**Work request A**
In the court passage about the Appellant's companies, on what date did fire damage the buildings and equipment at one of CTMI's Saskatoon locations?
**Work request B**
Continue the court passage about the Appellant's companies and the fire lawsuit from where it stops.

His family has a long history of patented inventions in the
medical field. He has followed this family tradition and has a
number of patented medical inventions including development of
the only robotic arm that can perform a number of applications at
the same time.
[8] He has been involved in a number
of companies throughout the years. In the late 1980's, the
Appellant formed several companies to carry on the business of
millwork and carpentry. In particular CTMI was incorporated to
carry on some of this business. CTMI was 100% owned by a second
company, Ansco, but the Appellant was the President and CEO. A
third company, Anesco, was incorporated to hold the buildings and
warehouse facilities from which CTMI operated. The Appellant was
the sole shareholder of Ansco and owned 90% of the shares of
Anesco. Johanna Cummings owned the remaining 10% of the
shares of Anesco.
[9] CTMI operated from two separate
locations in Saskatoon. The buildings and some of the equipment
at one of these locations was damaged by fire on June 9,
1987. The insurers took issue with the origin of the fire,
arguing that the damage was caused by wear and tear and therefore
was not covered by the policy. Although the manufacturing
facility had been destroyed, CTMI was still obligated to complete
its contracts in the midst of suing the insurers. The Appellant
testified that the actions of the insurers forced CTMI to close
its doors. In addition to CTMI, the lawsuit named three other
plaintiffs, Ansco, Anesco and the National Bank, a secured
creditor of CTMI. The lawsuit was presented to the Court in two
phases, the reasoning being that if the plaintiff corporations
were not successful in the first phase, the second phase would
not be continued in the Courts. The first phase was decided
favourably for the plaintiff corporations in April 1991. The
second phase is still ongoing in the Saskatchewan Courts.

**Information supplied**

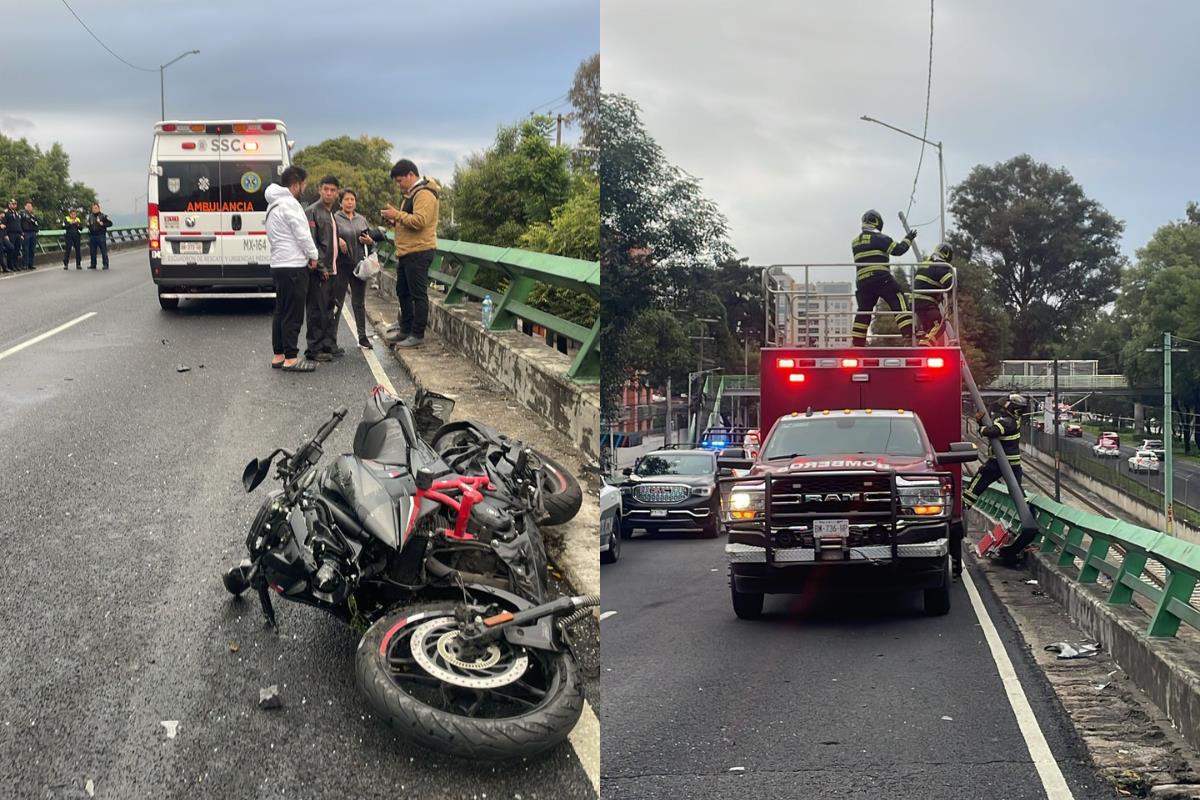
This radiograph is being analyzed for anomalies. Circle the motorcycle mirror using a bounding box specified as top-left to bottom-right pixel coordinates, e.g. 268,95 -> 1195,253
416,467 -> 433,491
241,458 -> 271,494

**Task output A**
June 9, 1987.

**Task output B**
[10] Before the first phase of the lawsuit
proceeded to trial, CTMI went into receivership. Because it had a
number of bonded contracts which it could not now complete, it
was sued in respect to these contracts. As a result several
judgments were registered personally against the Appellant, and
also CTMI. The Appellant stated that these were attempts by the
insurers to prevent the lawsuits from proceeding. The judgment
against the Appellant meant that he could not keep a personal
bank account. Because CTMI was basically bankrupt, it could no
longer operate or have a bank account. During this time the
Appellant stated that he scrambled to borrow money from family
and friends, to pay the lawyers directly to keep the lawsuits
active.
[11] In 1991 Excelco was incorporated as a
holding company. The Appellant's wife was the sole
shareholder and the Appellant was the director, manager and
president. His wife may have been a director for a short time
from the inception of Excelco but after the birth of their child,
in 1991, she was no longer involved in any way with the business
and the Appellant was its sole directing mind.
[12] An assignment agreement dated October
15, 1991 between Excelco, CTMI and Anesco was entered as Exhibit
A-5. The Appellant testified that this document transferred all
legal rights and interests, including the lawsuit, belonging to
CTMI and Anesco to Excelco. In exchange for these rights, Excelco
agreed to "... fund the expenses incurred in collecting the
monies from the court actions" (transcript pages 55-56)
and to pay the secured and judgment creditors of CTMI and Anesco
and to retain any balance as net revenue.
[13] In April 1991, the Saskatchewan Court
of Queen's Bench delivered judgment in the first phase of the
litigation. As a result $710,000.00 was collected from the
insurers and approximately $80,000.00 from the sale of corporate
assets held by the receiver and paid to the plaintiffs. The money
was received by Hnatyshyn Singer law firm which attended to the
defence of the various corporate entities that were being sued. A
second law firm, Jamieson Baits, was responsible for pursuing the
claim against the insurers through the Courts. The Appellant
agreed that the Respondent's Exhibit R-7 was an accurate
reflection of the amount retained by Hnatyshyn Singer for its
outstanding legal fees. In total $60,591.20 was retained by the
law firm for fees from monies paid out of court in 1991 and 1992.
On cross-examination he was referred to Exhibit R-6, which was
the law firm's reconciliation of billings and reconciliation
of trust funds together with a handwritten one page document by
David Hnatyshyn in 1992 (Exhibit R-7). Exhibit R-7 lists the
various amounts that were paid into court together with the
amounts that were paid out by the law firm to the various
parties. On both exhibits two separate sums are referred to as
being the balances held in trust by the law firm after payment to
various parties and those amounts are $51,322.19 and $16,304.96.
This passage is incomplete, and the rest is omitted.